### TEXTAUSZUG

**********

Worth waiting?

Nach zwei Jahren des Hoffens sind drei große Serien zurück.

House of the Dragon, Emma D'Arcy
House of the Dragon, 2022–, Ryan J. Condal @ HBO

„House of the Dragon“, „Bridgerton“, „The Boys“: In Westeros brennen die männlichen Egos, in Shondaland sprühen die Funken, die Handlung in der Welt der Supes hingegen stagniert.

Die Drachen fliegen also wieder auf Sky, aber das Feuer bleibt eingangs noch aus. Anstatt uns die Drachen zu zeigen, wird hauptsächlich geredet über die schönen CGI-Geschöpfe. Und es rollen auch sehr viele Köpfe in der neuen Season von House of the Dragon. Gleich am Ende der ersten Episode wird einem kleinen Kind im Schlaf der Kopf abgesäbelt. Und weil dies eine Serie von HBO ist, hält man sich auch nicht mit bloßem Fleisch zurück. Es gibt allerdings zu viele halbnackte Prostituierte und zu wenig echte Erotik. Willkommen zurück in Westeros – 200 Jahre vor den Ereignissen von Game of Thrones.

**********

### DATENSÄTZE
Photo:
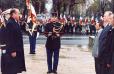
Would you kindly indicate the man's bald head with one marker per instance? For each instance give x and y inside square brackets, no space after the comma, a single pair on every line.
[14,13]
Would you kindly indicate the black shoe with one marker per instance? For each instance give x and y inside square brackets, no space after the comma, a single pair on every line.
[49,72]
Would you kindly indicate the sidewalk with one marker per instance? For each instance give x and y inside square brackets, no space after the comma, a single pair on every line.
[73,60]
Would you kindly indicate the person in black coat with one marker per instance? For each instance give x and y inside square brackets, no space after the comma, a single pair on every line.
[110,46]
[53,45]
[13,61]
[102,44]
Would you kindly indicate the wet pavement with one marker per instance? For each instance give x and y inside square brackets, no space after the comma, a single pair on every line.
[73,60]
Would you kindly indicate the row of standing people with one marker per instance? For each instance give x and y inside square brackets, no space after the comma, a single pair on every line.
[75,29]
[103,49]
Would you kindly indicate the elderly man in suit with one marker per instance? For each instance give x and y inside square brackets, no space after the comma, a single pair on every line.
[95,52]
[13,61]
[102,43]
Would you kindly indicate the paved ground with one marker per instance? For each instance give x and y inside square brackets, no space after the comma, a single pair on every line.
[65,40]
[73,60]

**********

### AUFGABENSTELLUNG
Beantworte diese Fragen zur Serienkritik:
1. In welcher Welt stagniert die Handlung laut der Kritik?
2. Was geschieht am Ende der ersten Episode der neuen Season von House of the Dragon?
3. Wie viele Jahre vor den Ereignissen von Game of Thrones spielt die Serie?

### ERGEBNIS
1. In der Welt der Supes.
2. Einem kleinen Kind wird im Schlaf der Kopf abgesäbelt.
3. 200 Jahre.